▶ Textauszug

::::::::

Bilanz zweier alter Hasen
Der ehemalige US-Notenbank-Chef Alan Greenspan sagt offen, dass er die versagende Politik für die treibende Kraft hinter der Spekulationsblase an den Finanzmärkten hält. Zudem seien die 80er Jahre des vorigen Jahrhunderts so sehr durch Stabilität gekennzeichnet gewesen, dass die Banken ihr Risikomanagement wenig beachtet hätten. Als man dann versuchte, das Risiko mit komplizierten Methoden zu messen, und sich gleichzeitig auf den Einblick der Ratingagenturen verließ – ein Fehler, wie wir heute wissen –, war das Ergebnis vorgezeichnet. Dennoch muss das Risiko im Banking immer eine Rolle spielen, sagt Greenspan. Es kommt eben auf die Dosis an.
„Ethik stört. Sie ist die Spielverderberin, und sie hat die falschen Freunde.“
Der berühmte Anleger George Soros versammelte im April 2010 rund 200 Wissenschaftler in Cambridge. Sie sollten darüber diskutieren, wie man das Paradigma der rationalen Märkte hinter sich lassen und in Zukunft mit einer neuen Sichtweise wirtschaften könne. Das Fazit: Der Mensch und sein Wissen sind nicht perfekt. Auch diese klügsten Köpfe der Welt schlugen daraufhin Kontrollen und Zwang vor, um die Menschen vor sich selbst und weiteren Fehlern zu schützen.
Eine neue Werteordnung
Die Zukunftsvision, die neue Story, baut auf der Erkenntnis auf, dass Verstand und Emotion stets zusammenspielen. Menschen behalten nicht immer einen kühlen Kopf, erst recht nicht, wenn das Geld winkt. Emotion ist aber nicht nur die Wurzel des Übels, sondern auch der Keim von Innovationen und neuen Ideen für zukünftiges Wirtschaften. Kontrolle vonseiten der Aufsichtsbehörden ist daher nicht die Lösung. In die Bonus- und Gehaltssysteme der Banken sollte nicht eingegriffen werden, solange die Entlohnung positiv mit dem Unternehmenserfolg korreliert. Die Banken sollen ruhig Gewinne machen und ein vertretbares Risiko eingehen dürfen, all das aber unter Berücksichtigung einer professionellen Ethik.

::::::::

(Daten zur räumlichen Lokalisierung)
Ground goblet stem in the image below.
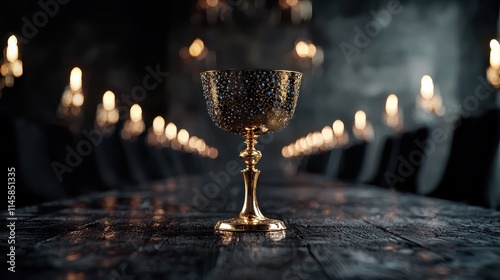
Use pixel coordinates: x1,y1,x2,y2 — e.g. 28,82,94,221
215,127,286,231
240,128,265,219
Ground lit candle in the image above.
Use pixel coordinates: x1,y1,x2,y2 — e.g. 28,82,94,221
165,123,177,140
490,39,500,69
5,35,19,63
130,104,142,122
72,92,85,107
354,110,366,131
332,120,344,137
102,90,115,111
420,75,434,100
295,41,308,57
177,128,189,145
69,67,82,92
189,38,205,57
383,94,403,130
352,110,373,141
153,116,165,136
385,94,398,117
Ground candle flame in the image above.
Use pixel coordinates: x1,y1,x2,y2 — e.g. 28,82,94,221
420,75,434,99
295,41,309,57
102,90,115,111
321,126,333,142
208,148,219,159
69,67,82,91
385,94,398,117
207,0,219,8
354,110,366,130
490,39,500,50
153,116,165,136
332,120,344,137
72,92,84,107
130,104,142,122
490,39,500,69
11,59,23,78
5,35,19,62
165,123,177,140
177,128,189,145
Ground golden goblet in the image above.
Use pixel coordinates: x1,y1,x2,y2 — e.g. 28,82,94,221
200,69,302,231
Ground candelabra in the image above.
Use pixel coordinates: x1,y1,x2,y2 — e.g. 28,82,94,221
0,35,23,96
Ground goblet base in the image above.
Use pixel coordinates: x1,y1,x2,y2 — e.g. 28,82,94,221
215,216,286,231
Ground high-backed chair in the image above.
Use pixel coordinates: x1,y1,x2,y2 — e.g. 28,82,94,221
336,141,368,182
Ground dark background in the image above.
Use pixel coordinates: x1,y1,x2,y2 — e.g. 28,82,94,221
0,0,499,208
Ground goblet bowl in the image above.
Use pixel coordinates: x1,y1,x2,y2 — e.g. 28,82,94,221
201,69,302,135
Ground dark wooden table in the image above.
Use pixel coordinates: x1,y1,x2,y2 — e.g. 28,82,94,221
1,174,500,280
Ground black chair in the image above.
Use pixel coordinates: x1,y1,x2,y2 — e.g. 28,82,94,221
0,116,69,207
365,136,397,186
427,108,500,207
367,126,429,193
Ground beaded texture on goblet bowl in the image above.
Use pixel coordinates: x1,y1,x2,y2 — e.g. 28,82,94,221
201,69,302,231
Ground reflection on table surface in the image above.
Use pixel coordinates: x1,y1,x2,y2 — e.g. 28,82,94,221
2,177,500,279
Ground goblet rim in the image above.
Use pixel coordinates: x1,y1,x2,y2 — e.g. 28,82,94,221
200,68,304,75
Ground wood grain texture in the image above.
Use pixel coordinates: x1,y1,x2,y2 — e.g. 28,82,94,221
0,174,500,280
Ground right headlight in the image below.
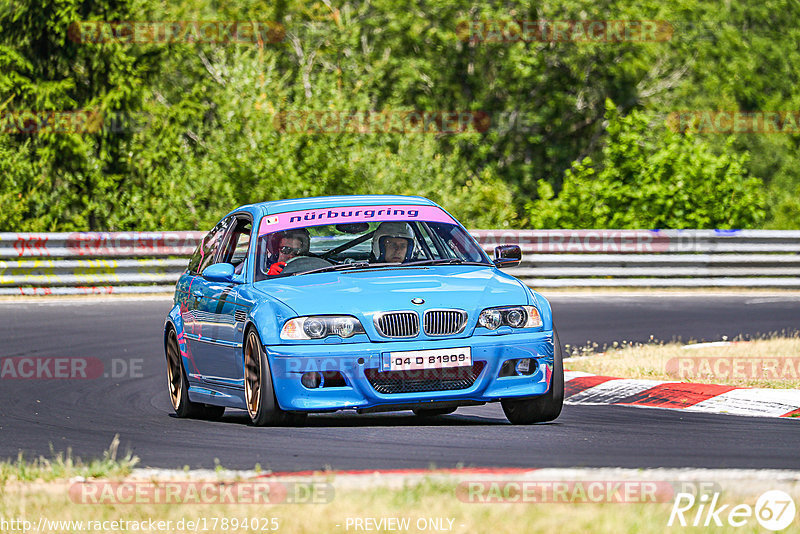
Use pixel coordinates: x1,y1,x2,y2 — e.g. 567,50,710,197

::::::::

▶ Zu erledigende Aufgaben
1. Entnehmen Sie dem Text über Finanzmärkte und Ethik wörtlich die Passage, die bei „Eine neue Werteordnung“ beginnt und bei „einer professionellen Ethik.“ endet.
2. Übersetzen Sie den folgenden Satz aus dem Text über Finanzmärkte und Ethik ins Englische: „Menschen behalten nicht immer einen kühlen Kopf, erst recht nicht, wenn das Geld winkt.“
3. Führen Sie den Text über Finanzmärkte und Ethik im Anschluss an seinen letzten Satz weiter.

▶ Lösungen
1.
Eine neue Werteordnung
Die Zukunftsvision, die neue Story, baut auf der Erkenntnis auf, dass Verstand und Emotion stets zusammenspielen. Menschen behalten nicht immer einen kühlen Kopf, erst recht nicht, wenn das Geld winkt. Emotion ist aber nicht nur die Wurzel des Übels, sondern auch der Keim von Innovationen und neuen Ideen für zukünftiges Wirtschaften. Kontrolle vonseiten der Aufsichtsbehörden ist daher nicht die Lösung. In die Bonus- und Gehaltssysteme der Banken sollte nicht eingegriffen werden, solange die Entlohnung positiv mit dem Unternehmenserfolg korreliert. Die Banken sollen ruhig Gewinne machen und ein vertretbares Risiko eingehen dürfen, all das aber unter Berücksichtigung einer professionellen Ethik.

2. People do not always keep a cool head, least of all when money beckons.

3.
„Die Finanzkrise ist die Krise unseres Ethos.“
Daher sind nun die Topbanker und die Politiker gefordert, die Geschichte neu zu schreiben. Ethik ist leider ziemlich unglamourös. Sie versteckt sich oft hinter leeren Phrasen in Vorträgen von Führungskräften. Gleichwohl hat sie die Macht, den Status quo zu ändern, was vielen ungelegen kommt. Deren Strategie lautet daher: Ethik undefiniert lassen, dann wird sie auch nicht Realität. Geschürt werden lieber die Vorurteile gegen sie, wie z. B. das des Ethikers als besserwisserischer Moralapostel.
„Ethik ist strategischer Erfolgsfaktor. Ethik ist Chefsache.“
Was viele nicht einsehen: Ethisches Handeln bringt Wettbewerbsvorteile. Es verbessert das Verhältnis zu Kunden und Lieferanten. Es macht den Unternehmer weniger angreifbar. Ethische Verfehlungen schaden dagegen dem Image und verringern den Gewinn. Manager sollten deshalb ethisches Verhalten ihrer Mitarbeiter honorieren. Vonseiten der Regierung ist offenbar kein Vorstoß zu erwarten. Die neue Agenda muss von den Verdammten selbst kommen. Und zwar direkt aus der Chefetage.